**Record extracts:**
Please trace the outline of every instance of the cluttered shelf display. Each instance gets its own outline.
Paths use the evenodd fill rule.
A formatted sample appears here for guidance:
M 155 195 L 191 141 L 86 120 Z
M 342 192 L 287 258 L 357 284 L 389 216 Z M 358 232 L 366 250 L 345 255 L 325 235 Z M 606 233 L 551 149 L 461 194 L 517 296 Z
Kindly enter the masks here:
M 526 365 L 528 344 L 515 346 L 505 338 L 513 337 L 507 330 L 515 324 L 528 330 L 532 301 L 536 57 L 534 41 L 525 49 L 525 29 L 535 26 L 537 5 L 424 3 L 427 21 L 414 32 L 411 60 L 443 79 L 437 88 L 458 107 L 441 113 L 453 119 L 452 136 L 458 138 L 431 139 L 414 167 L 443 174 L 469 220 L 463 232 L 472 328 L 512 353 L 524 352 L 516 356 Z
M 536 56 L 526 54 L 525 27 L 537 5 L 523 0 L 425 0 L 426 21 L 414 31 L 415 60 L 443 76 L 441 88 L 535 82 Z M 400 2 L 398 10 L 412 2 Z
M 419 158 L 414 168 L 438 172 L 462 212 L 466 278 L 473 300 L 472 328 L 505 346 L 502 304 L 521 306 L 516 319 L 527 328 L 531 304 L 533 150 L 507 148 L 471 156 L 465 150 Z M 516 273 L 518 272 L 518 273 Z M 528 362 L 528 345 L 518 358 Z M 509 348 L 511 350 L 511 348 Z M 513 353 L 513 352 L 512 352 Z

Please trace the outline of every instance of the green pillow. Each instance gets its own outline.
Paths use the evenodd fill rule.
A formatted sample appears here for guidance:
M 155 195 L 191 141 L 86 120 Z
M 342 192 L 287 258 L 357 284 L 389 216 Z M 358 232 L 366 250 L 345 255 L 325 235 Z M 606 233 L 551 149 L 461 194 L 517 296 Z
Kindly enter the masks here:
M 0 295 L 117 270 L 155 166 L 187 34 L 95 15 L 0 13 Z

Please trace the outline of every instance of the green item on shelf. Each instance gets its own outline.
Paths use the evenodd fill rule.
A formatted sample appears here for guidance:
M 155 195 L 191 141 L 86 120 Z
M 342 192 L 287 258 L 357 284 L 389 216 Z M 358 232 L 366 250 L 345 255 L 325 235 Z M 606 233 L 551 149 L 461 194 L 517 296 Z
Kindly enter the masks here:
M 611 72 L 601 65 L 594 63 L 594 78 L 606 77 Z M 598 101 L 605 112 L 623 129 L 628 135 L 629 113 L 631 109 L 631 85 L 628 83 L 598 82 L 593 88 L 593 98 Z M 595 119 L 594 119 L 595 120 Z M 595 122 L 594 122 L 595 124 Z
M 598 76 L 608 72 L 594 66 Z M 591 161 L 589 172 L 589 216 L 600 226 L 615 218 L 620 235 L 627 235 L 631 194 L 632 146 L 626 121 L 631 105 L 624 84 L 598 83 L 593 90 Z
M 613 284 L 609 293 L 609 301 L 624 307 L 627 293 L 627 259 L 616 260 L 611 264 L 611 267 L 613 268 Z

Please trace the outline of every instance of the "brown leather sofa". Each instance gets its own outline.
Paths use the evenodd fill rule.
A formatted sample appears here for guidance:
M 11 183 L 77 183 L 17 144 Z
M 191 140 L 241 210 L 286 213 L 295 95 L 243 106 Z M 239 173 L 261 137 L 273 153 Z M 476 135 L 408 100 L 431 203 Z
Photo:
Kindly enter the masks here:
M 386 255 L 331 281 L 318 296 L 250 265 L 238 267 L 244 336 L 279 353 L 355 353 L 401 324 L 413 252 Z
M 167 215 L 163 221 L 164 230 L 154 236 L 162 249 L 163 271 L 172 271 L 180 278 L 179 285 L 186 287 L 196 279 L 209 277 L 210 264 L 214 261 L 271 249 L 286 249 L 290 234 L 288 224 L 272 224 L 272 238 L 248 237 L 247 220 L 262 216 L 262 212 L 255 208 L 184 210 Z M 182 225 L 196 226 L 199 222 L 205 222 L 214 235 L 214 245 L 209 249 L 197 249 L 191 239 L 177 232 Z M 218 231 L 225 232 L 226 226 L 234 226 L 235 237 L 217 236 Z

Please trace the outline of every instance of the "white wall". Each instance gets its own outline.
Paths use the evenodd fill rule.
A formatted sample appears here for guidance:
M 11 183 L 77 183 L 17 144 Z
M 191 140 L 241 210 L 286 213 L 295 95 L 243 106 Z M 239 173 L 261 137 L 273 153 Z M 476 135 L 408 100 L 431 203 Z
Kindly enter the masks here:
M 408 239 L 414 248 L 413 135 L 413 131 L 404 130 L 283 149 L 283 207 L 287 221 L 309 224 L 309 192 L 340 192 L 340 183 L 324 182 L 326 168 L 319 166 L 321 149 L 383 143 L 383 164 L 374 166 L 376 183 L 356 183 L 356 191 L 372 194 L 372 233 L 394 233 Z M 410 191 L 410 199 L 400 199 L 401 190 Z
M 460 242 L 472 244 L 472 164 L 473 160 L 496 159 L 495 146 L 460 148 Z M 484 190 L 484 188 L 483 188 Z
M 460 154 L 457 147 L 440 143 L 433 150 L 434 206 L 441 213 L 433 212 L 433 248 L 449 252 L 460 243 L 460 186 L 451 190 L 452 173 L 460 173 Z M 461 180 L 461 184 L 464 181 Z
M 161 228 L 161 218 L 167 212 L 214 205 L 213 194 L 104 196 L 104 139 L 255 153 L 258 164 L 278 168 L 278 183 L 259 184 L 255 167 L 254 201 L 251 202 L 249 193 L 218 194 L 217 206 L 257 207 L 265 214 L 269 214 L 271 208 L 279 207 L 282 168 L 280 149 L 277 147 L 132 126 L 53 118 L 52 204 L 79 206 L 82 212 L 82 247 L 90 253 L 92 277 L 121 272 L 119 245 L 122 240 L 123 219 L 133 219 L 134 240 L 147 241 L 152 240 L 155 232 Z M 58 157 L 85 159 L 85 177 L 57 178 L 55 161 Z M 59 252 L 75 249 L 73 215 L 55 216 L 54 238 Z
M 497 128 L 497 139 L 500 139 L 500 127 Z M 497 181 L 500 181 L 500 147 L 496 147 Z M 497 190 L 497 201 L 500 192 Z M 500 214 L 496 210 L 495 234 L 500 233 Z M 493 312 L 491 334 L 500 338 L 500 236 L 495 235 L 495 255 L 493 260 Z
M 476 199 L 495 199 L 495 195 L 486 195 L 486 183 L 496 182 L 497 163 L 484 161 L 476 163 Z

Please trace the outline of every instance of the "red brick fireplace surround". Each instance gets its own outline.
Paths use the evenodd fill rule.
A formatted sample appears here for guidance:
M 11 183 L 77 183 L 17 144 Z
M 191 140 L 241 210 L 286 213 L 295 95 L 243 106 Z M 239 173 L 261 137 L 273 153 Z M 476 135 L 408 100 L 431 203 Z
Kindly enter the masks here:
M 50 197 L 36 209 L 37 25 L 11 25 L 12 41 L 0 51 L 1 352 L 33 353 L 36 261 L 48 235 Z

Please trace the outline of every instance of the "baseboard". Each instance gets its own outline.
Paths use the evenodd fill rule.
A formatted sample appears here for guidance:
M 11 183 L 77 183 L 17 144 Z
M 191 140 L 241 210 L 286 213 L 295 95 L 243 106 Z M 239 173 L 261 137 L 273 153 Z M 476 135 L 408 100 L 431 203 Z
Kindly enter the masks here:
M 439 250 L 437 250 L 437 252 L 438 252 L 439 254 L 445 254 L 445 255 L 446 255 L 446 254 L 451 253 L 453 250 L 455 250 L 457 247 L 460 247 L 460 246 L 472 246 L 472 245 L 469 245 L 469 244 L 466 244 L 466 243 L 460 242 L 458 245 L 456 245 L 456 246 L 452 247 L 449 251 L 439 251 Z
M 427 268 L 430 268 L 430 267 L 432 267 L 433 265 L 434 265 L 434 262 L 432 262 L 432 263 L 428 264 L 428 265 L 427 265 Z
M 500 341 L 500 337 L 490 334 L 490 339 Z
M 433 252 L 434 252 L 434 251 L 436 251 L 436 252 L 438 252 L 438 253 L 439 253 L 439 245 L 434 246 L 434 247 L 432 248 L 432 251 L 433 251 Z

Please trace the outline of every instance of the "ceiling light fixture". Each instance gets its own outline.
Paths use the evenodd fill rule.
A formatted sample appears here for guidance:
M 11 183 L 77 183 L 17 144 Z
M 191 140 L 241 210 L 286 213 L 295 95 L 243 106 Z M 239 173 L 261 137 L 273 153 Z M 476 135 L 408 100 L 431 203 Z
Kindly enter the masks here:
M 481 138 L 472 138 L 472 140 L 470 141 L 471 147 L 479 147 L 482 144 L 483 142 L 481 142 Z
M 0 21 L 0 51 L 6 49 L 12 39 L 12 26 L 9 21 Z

**What you are asked to do:**
Across the records, count the lines that contain the word "outline" and give that figure alone.

**Your solution:**
8